### Task directions
Render every line of the material below as a JSON list of strings, one string per line, with blank lines skipped. Leave the pictures out.
Start of Provided data
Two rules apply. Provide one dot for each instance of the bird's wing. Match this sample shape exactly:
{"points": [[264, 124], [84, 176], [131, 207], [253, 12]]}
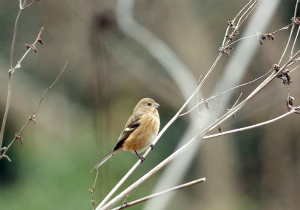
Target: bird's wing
{"points": [[132, 124]]}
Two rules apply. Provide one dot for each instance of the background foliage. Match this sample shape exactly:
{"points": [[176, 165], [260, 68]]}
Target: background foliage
{"points": [[108, 73]]}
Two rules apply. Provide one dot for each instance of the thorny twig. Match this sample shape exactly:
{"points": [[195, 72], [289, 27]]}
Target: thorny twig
{"points": [[10, 73], [32, 118]]}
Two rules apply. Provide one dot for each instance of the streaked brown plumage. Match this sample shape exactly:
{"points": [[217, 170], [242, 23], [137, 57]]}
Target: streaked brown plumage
{"points": [[140, 130]]}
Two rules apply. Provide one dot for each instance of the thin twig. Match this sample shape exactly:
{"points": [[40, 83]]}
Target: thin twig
{"points": [[249, 127], [10, 72], [32, 117], [295, 40], [126, 205], [219, 94], [93, 190], [291, 33], [157, 137], [197, 137]]}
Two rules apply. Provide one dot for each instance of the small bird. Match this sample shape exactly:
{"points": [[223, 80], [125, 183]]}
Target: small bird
{"points": [[140, 130]]}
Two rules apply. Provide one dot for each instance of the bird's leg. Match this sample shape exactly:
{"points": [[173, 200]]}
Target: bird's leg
{"points": [[140, 157]]}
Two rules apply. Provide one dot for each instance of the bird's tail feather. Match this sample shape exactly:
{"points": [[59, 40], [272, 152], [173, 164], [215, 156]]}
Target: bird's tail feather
{"points": [[106, 157]]}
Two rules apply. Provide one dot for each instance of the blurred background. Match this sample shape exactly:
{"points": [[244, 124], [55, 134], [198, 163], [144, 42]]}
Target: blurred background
{"points": [[82, 116]]}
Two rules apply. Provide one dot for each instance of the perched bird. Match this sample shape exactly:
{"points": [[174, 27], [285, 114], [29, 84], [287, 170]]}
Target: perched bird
{"points": [[140, 130]]}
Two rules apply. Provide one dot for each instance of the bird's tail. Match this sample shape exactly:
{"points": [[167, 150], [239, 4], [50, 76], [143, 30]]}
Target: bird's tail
{"points": [[106, 157]]}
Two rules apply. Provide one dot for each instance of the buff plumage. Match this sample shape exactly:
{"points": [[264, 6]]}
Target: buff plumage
{"points": [[140, 130]]}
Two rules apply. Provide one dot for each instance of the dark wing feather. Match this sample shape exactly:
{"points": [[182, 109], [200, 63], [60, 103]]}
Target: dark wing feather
{"points": [[131, 125]]}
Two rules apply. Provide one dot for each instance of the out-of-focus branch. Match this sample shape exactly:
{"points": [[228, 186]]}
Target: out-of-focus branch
{"points": [[10, 72]]}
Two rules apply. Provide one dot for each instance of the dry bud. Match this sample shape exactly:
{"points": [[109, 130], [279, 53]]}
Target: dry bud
{"points": [[19, 137]]}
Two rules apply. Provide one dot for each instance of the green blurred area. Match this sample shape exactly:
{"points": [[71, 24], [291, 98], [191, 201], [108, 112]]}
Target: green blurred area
{"points": [[82, 116]]}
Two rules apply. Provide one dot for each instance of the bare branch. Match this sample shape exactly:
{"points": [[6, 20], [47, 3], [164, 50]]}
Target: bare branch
{"points": [[32, 117], [249, 127], [126, 205]]}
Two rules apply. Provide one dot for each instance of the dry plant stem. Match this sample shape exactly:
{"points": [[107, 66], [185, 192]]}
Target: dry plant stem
{"points": [[295, 40], [10, 72], [219, 94], [126, 205], [290, 37], [93, 190], [14, 39], [250, 127], [247, 13], [163, 130], [159, 135], [247, 37], [33, 114], [226, 33], [199, 136]]}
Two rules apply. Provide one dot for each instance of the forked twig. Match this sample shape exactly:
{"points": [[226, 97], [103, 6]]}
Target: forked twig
{"points": [[10, 72]]}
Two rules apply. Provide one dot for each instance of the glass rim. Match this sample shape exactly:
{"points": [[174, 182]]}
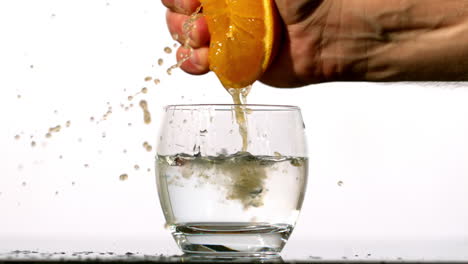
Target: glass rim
{"points": [[266, 106]]}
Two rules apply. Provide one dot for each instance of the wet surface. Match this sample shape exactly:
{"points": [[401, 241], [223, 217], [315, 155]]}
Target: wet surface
{"points": [[26, 256]]}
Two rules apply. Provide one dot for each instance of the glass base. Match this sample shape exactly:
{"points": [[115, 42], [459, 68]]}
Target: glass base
{"points": [[232, 239]]}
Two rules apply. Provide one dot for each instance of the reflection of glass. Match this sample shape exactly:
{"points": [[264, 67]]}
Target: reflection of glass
{"points": [[221, 200]]}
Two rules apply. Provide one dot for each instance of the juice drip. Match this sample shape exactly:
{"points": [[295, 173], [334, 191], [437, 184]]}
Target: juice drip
{"points": [[239, 96]]}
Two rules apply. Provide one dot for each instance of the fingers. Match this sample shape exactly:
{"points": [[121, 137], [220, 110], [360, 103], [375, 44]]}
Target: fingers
{"points": [[177, 15], [198, 33], [197, 63], [186, 7]]}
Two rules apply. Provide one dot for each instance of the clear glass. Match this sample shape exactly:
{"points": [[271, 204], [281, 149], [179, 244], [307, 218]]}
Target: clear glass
{"points": [[219, 199]]}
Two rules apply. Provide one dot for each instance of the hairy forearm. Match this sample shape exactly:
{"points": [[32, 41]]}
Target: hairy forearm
{"points": [[397, 40]]}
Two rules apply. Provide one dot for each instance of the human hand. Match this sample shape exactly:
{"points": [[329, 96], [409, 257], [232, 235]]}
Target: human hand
{"points": [[362, 40]]}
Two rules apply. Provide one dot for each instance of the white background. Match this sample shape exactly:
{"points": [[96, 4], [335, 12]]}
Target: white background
{"points": [[401, 150]]}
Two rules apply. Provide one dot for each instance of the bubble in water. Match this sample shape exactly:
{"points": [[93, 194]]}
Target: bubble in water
{"points": [[147, 146]]}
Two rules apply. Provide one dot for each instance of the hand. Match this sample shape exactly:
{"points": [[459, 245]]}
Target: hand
{"points": [[359, 40]]}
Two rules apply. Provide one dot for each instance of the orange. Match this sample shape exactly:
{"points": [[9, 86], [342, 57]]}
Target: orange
{"points": [[243, 34]]}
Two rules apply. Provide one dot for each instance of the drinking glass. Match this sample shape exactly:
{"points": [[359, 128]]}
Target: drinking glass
{"points": [[220, 198]]}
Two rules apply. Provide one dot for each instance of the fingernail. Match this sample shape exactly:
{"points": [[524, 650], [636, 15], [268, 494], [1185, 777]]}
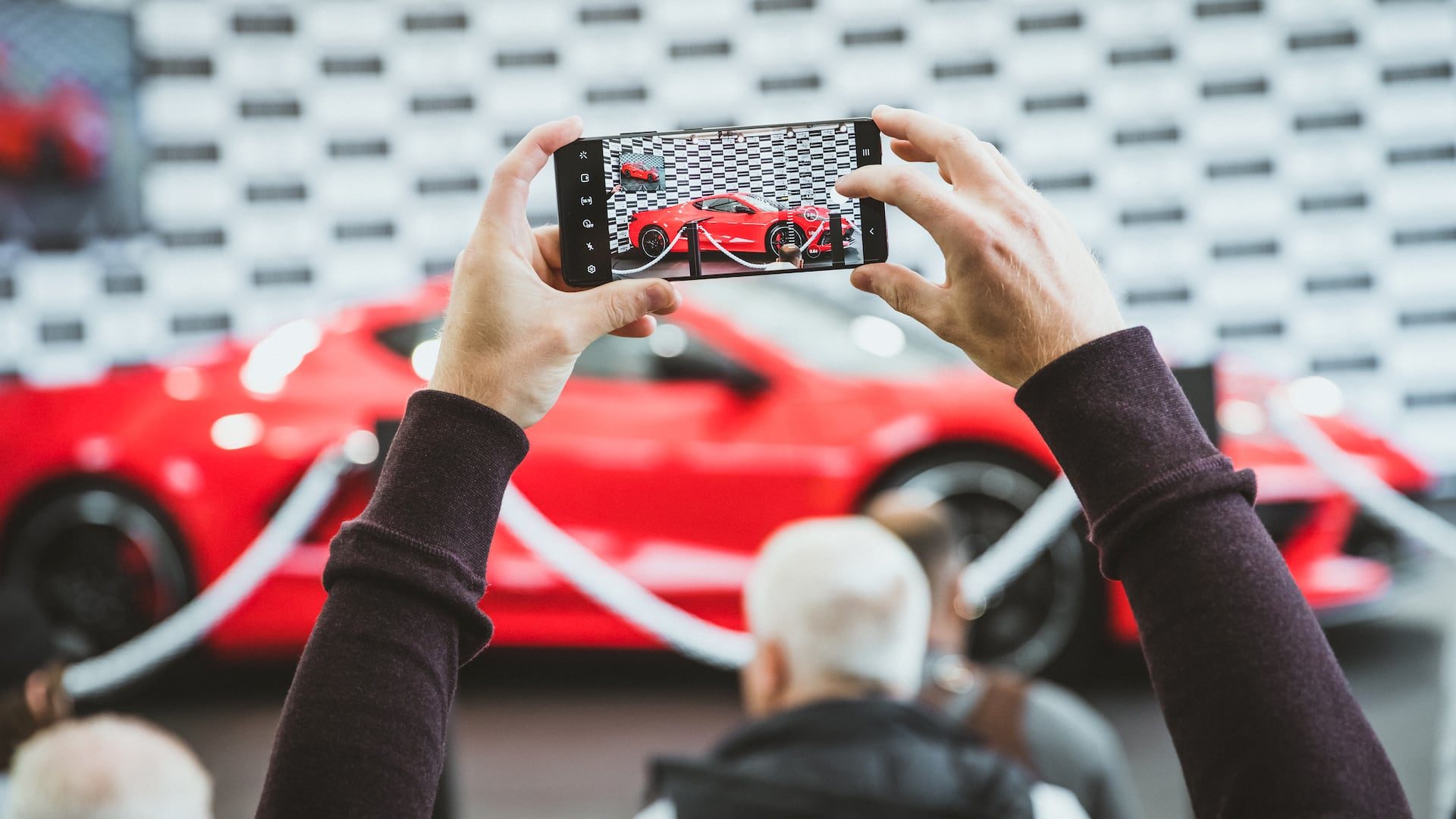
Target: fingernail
{"points": [[660, 297]]}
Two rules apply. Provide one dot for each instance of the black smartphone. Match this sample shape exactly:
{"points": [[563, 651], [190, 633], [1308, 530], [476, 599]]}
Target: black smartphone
{"points": [[717, 202]]}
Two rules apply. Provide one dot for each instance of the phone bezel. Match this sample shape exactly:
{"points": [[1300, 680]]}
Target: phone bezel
{"points": [[868, 207]]}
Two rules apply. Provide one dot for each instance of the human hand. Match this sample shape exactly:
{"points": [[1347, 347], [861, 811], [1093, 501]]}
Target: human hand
End of Provided data
### Right answer
[
  "Two rules apply. Provide one dot for each instance of the bird's wing. Match this sample shape exactly:",
  "{\"points\": [[264, 124], [84, 176], [131, 207], [253, 12]]}",
  "Target: bird's wing",
  "{\"points\": [[132, 124]]}",
  "Two rules apply. Provide one dot for each instance of the background foliage. Match this sample shape exactly:",
  "{\"points\": [[176, 165], [260, 68]]}",
  "Target: background foliage",
  "{\"points\": [[108, 73]]}",
  "Two rules apply. Provide one dot for each instance of the thorny twig. Match this sample shape exactly:",
  "{\"points\": [[195, 72], [289, 27]]}",
  "Target: thorny twig",
  "{\"points\": [[10, 73], [32, 118]]}",
  "Two rules apply. Provide one dot for each instance of the streaked brown plumage. Match this sample shape exactly:",
  "{\"points\": [[217, 170], [242, 23], [137, 57]]}",
  "Target: streaked brown plumage",
  "{\"points\": [[140, 130]]}",
  "Two rules apply. Provide one dot for each instance of the thin twig. Match this sample shape exactly:",
  "{\"points\": [[40, 83]]}",
  "Target: thin twig",
  "{\"points\": [[249, 127], [10, 72], [32, 117], [295, 40], [126, 205], [219, 94], [93, 190], [291, 33], [157, 137], [197, 137]]}",
  "Two rules apply. Provide one dot for each instance of the small bird. Match this sample shape exactly:",
  "{\"points\": [[223, 80], [125, 183]]}",
  "Target: small bird",
  "{\"points\": [[140, 130]]}",
  "Two rules apply. Provide one dot for each instance of the bird's leg. Match this sample shape exactly:",
  "{\"points\": [[173, 200]]}",
  "Target: bird's leg",
  "{\"points\": [[140, 157]]}",
  "Two rules apply. Provide one dot for each instance of the bird's tail feather. Match this sample shape exactly:",
  "{\"points\": [[59, 40], [272, 152], [173, 164], [215, 156]]}",
  "Target: bird's tail feather",
  "{\"points\": [[106, 157]]}",
  "Two rules apply. Provide one dot for each instance of the blurred background. Match this sample shape exactly:",
  "{\"points\": [[244, 124], [55, 134], [198, 163], [144, 42]]}",
  "Target: blurred background",
  "{\"points\": [[82, 116]]}",
  "Two rules apply. Provide one dot for each instance of the perched bird. Match this sample shape exactly:",
  "{\"points\": [[174, 27], [285, 114], [29, 84], [287, 170]]}",
  "Target: perched bird",
  "{\"points\": [[140, 130]]}",
  "Two rules apply. Provide one dot for each instance of the bird's tail. Match this sample shape exactly:",
  "{\"points\": [[167, 150], [239, 4], [50, 76], [143, 30]]}",
  "Target: bird's tail",
  "{\"points\": [[106, 157]]}",
  "Two rules apply. Provide one dot for each instance of the buff plumage. Match this sample shape exactly:",
  "{\"points\": [[264, 6]]}",
  "Target: buff plumage",
  "{\"points\": [[140, 130]]}",
  "Two rules apply. Provide one dot for each instance of the dark wing feather. Match this sample shape exactly:",
  "{\"points\": [[182, 109], [200, 63], [60, 103]]}",
  "Target: dark wing feather",
  "{\"points\": [[131, 125]]}",
  "Two rules apply. Provide one dot for each instance of the out-of-focus branch. Match this sample shape exactly:",
  "{\"points\": [[228, 186]]}",
  "Target: out-of-focus branch",
  "{\"points\": [[10, 72]]}",
  "Two rules apply. Provide one dot for each instance of the dry bud. Match this sample shape exactly:",
  "{\"points\": [[109, 130], [279, 53]]}",
  "Target: dry bud",
  "{\"points\": [[19, 137]]}",
  "Two rules apply. Provide one dot for each instance of the green blurred area. Match this sample shape exactly:",
  "{\"points\": [[71, 24], [291, 98], [191, 201], [108, 112]]}",
  "Target: green blurred area",
  "{\"points\": [[82, 116]]}",
  "Two rules apply. Provide one dot for each instance of the bare branch. Match this sample shape exactly:",
  "{\"points\": [[6, 20], [47, 3], [164, 50]]}",
  "Target: bare branch",
  "{\"points\": [[32, 117], [249, 127], [126, 205]]}",
  "Two rules apply. Provide one dot for each instance of the dry plant stem. Match this sample shape exactly:",
  "{\"points\": [[107, 66], [185, 192]]}",
  "Target: dry plant stem",
  "{\"points\": [[295, 40], [10, 72], [219, 94], [126, 205], [290, 37], [93, 190], [14, 39], [250, 127], [247, 13], [163, 130], [159, 135], [247, 37], [33, 114], [226, 33], [199, 136]]}",
  "Two rules apply. Provide one dot for each instance of the forked twig. Match this sample shape exactly:",
  "{\"points\": [[226, 97], [103, 6]]}",
  "Target: forked twig",
  "{\"points\": [[10, 72]]}",
  "Two rules apply. Provide one dot for each instance of the glass rim. Match this sample shape exactly:",
  "{\"points\": [[174, 182]]}",
  "Target: glass rim",
  "{\"points\": [[266, 106]]}",
  "Two rules apply. Provide one dot for each instance of the wet surface. Match this sample shape exactly:",
  "{\"points\": [[401, 241], [223, 217], [315, 155]]}",
  "Target: wet surface",
  "{\"points\": [[26, 256]]}",
  "Two rules apply. Provide one dot for each instance of the glass base. Match this sample shape exactly:",
  "{\"points\": [[115, 42], [459, 68]]}",
  "Target: glass base",
  "{\"points\": [[232, 239]]}",
  "Two rules apply. Provide one dot for each instance of the reflection of glass. Match this sample shape exactly:",
  "{\"points\": [[264, 67]]}",
  "Target: reflection of glass",
  "{\"points\": [[221, 200]]}",
  "Two rules apply. Provide one dot for each instance of the juice drip. Match this sample shape exactly:",
  "{\"points\": [[295, 173], [334, 191], [437, 184]]}",
  "Target: juice drip",
  "{\"points\": [[239, 96]]}",
  "Two rules apply. Provide one dot for each instance of the fingers. Match this sample shape exactly:",
  "{\"points\": [[121, 137], [220, 110], [360, 103], [375, 44]]}",
  "Target: fingers",
  "{\"points\": [[177, 15], [198, 33], [197, 63], [186, 7]]}",
  "Two rules apply. Provide one dot for each instance of the clear glass. Match this sample shape exactly:",
  "{\"points\": [[271, 204], [281, 149], [179, 244], [307, 218]]}",
  "Target: clear glass",
  "{\"points\": [[219, 199]]}",
  "Two rules apply. Provide one dot for each instance of the hairy forearm. Match this sample shape exactly:",
  "{\"points\": [[32, 41]]}",
  "Target: hairy forearm",
  "{\"points\": [[397, 40]]}",
  "Two rules apply. Provide one dot for each instance of the human hand. Match this sample shape exactly:",
  "{\"points\": [[329, 96], [409, 257], [232, 235]]}",
  "Target: human hand",
  "{\"points\": [[362, 40]]}",
  "Two rules apply. Provide one dot for each instance of the white background. Match this sample shape exactly:",
  "{\"points\": [[96, 4], [335, 12]]}",
  "Target: white background",
  "{\"points\": [[401, 150]]}",
  "Two rules apply. Provide one dot for each instance of the bubble in water. Match this sample shape exactly:",
  "{\"points\": [[93, 194]]}",
  "Target: bubble in water",
  "{\"points\": [[147, 146]]}",
  "Two rules apply. Provide one dot for each instance of the hand. Match this sample shape exactly:",
  "{\"points\": [[459, 245]]}",
  "Target: hand",
  "{\"points\": [[359, 40]]}",
  "Two rules apply. Provide one dot for each instance of the orange. Match this sample shape exactly:",
  "{\"points\": [[9, 86], [342, 57]]}",
  "Target: orange",
  "{\"points\": [[243, 34]]}",
  "Two rules apply. Provide one dot for each instance of the drinking glass. Match this sample shape exactly:",
  "{\"points\": [[359, 128]]}",
  "Target: drinking glass",
  "{\"points\": [[220, 198]]}",
  "Two rules apply. Provide one dot for each instance of the fingernail. Match this sample shape exactly:",
  "{\"points\": [[524, 650], [636, 15], [268, 494], [1185, 777]]}",
  "Target: fingernail",
  "{\"points\": [[660, 297]]}",
  "Two rules apply. Provide one dot for each instance of the black smartphone. Match this sample shape exactly:",
  "{\"points\": [[563, 651], [190, 633], [1308, 530], [476, 599]]}",
  "Target: black smartphone",
  "{\"points\": [[717, 202]]}",
  "Two rules apply. Provide one dot for each instance of the phone bezel. Match this sample shape exactly:",
  "{\"points\": [[1300, 680]]}",
  "Target: phone bezel",
  "{\"points\": [[868, 207]]}",
  "Two rules apply. Provide one dot for each instance of the human hand. Match this sample shape exactly:",
  "{\"points\": [[1347, 347], [861, 811], [1093, 501]]}",
  "Target: human hand"
]